_Source passage_
>>>>

By Helen Briggs, Environment correspondent
A global agreement to reverse the loss of nature and halt extinctions is inching closer, as talks in Geneva enter their final day. International negotiators are working on the text of a UN framework to safeguard nature ahead of a high-level summit in China later this year.
Observers have slammed the “snail’s pace” of negotiations and are pressing for a strengthening of ambitions. Divisions remain, including over financing the plans.
“The science is very clear, we do not have any more time to waste; we need to take action now,” Bernadette Fischler Hooper, head of international advocacy at WWF-UK, told BBC News.
“Not only on biodiversity loss, but also on climate change which is a very inter-linked issue. So that is what’s at stake here; it’s actually the future of the planet and its people.”
The final version of the draft UN Convention on Biological Diversity (CBD) will be negotiated in Kunming, China, at the Cop15 summit, which is expected to take place at the end of August.
The outcome will decide for the coming decades how the world will address the challenges of reducing the extinction risk threatening more than one million species, protecting 30% of land and sea, eliminating billions of dollars of environmentally-damaging government subsidies and restoring degraded ecosystems.
Talks aimed at progressing the nascent agreement have been taking place in Geneva over the past two weeks.
After the first week, observers hit out at what they saw as a “glacial” rate of progress, but momentum has gathered during the final days, although “thorny issues” remain, including the financing of the plans.
The draft text contains the aim to increase finance to at least US $200bn a year by 2030, with funding from developed to developing countries to increase by at least US $10bn a year.
“Resource mobilisation at this meeting has become a thorny issue,” Ghanaian academic Alfred Oteng-Yeboah, who has played a key role in international efforts to protect biodiversity, told the news agency, AFP.
On subsidies, the aim is to “redirect, reallocate, reform or eliminate incentives harmful for biodiversity” on the scale of at least US $500bn per year.

<<<<

_Activity A_
List the challenges that, according to the article on the Geneva nature talks, the outcome will decide how the world addresses in the coming decades.
_Activity B_
Write the next part of the article on the Geneva nature talks, picking up after its last sentence.
The material that comes next is from a different source than the nature talks article.

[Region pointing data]
>>>>

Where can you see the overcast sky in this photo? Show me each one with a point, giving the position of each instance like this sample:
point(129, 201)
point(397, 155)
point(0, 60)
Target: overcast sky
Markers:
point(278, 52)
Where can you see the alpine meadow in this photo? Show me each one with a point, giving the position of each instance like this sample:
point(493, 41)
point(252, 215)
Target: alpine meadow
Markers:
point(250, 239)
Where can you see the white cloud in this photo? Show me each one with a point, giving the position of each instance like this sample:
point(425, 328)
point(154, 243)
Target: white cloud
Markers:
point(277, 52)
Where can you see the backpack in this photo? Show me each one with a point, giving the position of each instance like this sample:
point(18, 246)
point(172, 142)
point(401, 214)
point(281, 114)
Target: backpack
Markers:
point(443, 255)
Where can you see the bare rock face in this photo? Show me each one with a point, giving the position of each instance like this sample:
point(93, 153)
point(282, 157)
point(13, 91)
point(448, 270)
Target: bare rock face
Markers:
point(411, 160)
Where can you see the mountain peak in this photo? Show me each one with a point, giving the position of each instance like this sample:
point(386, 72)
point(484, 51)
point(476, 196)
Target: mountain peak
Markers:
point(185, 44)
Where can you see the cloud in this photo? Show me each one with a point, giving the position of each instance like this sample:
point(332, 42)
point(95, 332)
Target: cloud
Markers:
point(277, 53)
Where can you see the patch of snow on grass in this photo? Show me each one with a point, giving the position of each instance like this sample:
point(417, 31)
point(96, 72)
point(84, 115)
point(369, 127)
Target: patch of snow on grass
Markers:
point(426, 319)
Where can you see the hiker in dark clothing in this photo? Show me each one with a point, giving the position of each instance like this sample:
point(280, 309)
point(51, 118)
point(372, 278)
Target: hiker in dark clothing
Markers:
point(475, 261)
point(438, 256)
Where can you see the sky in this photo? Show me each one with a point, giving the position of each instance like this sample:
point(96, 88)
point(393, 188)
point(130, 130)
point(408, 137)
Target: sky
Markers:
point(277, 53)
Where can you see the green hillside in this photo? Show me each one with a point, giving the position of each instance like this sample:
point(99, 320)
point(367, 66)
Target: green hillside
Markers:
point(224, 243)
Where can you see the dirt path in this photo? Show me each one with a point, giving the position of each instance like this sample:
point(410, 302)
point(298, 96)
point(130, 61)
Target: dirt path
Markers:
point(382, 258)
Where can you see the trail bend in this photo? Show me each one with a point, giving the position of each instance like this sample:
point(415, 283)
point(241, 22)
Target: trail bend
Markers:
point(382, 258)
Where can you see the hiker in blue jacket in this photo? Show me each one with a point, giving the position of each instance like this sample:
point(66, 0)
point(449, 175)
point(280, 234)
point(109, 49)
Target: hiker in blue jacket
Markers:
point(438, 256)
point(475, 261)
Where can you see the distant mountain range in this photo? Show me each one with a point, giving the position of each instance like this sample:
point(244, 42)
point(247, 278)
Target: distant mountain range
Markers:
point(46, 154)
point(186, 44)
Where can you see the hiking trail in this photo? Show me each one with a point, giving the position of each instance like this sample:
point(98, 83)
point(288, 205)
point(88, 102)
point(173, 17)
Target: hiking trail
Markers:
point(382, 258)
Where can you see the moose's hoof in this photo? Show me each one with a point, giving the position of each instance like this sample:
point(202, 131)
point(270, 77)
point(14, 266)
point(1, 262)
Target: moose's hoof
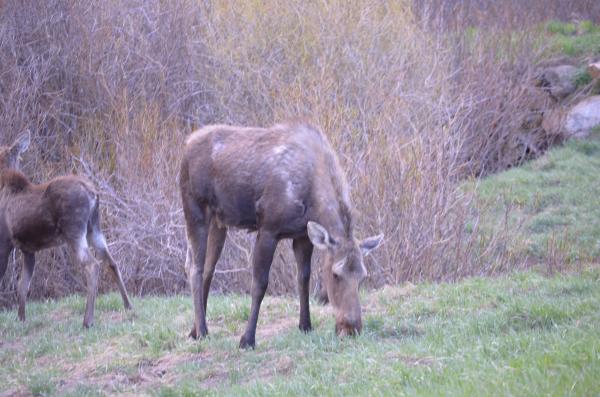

<<<<

_Answer section A_
- Reducing the extinction risk threatening more than one million species
- Protecting 30% of land and sea
- Eliminating billions of dollars of environmentally-damaging government subsidies
- Restoring degraded ecosystems

_Answer section B_
The new Global Biodiversity Framework (GBD) is seen as the biodiversity equivalent of the Paris climate agreement. Biodiversity refers to all the different living things on Earth and how they fit together in a delicate web of life that we rely on for food, clean air and water.
One of the key ambitions is to turn 30% of Earth’s lands and seas into protected areas by 2030. A recent UN climate report underlined the importance of conserving at least 30% of the planet to achieve biodiversity and climate goals.
Another goal is to ensure that, by 2050, a “shared vision of living in harmony with nature is fulfilled”.
“We have this one goal, which is to bend the curve on biodiversity loss and really to build that shared future to live in harmony with nature in the long term,” the convention’s executive secretary, Elizabeth Maruma Mrema, told reporters at the start of the talks.
Scientists have issued repeated warnings about threats to nature driven by human actions, including chopping down forests and turning natural land over to farming.
A landmark 2019 assessment warned that nature was declining globally at rates unprecedented in human history, with up to one million species facing extinction.
The Cop15 conference in Kunming is expected to take place almost two years later than originally planned due to repeated delays caused by the Covid pandemic.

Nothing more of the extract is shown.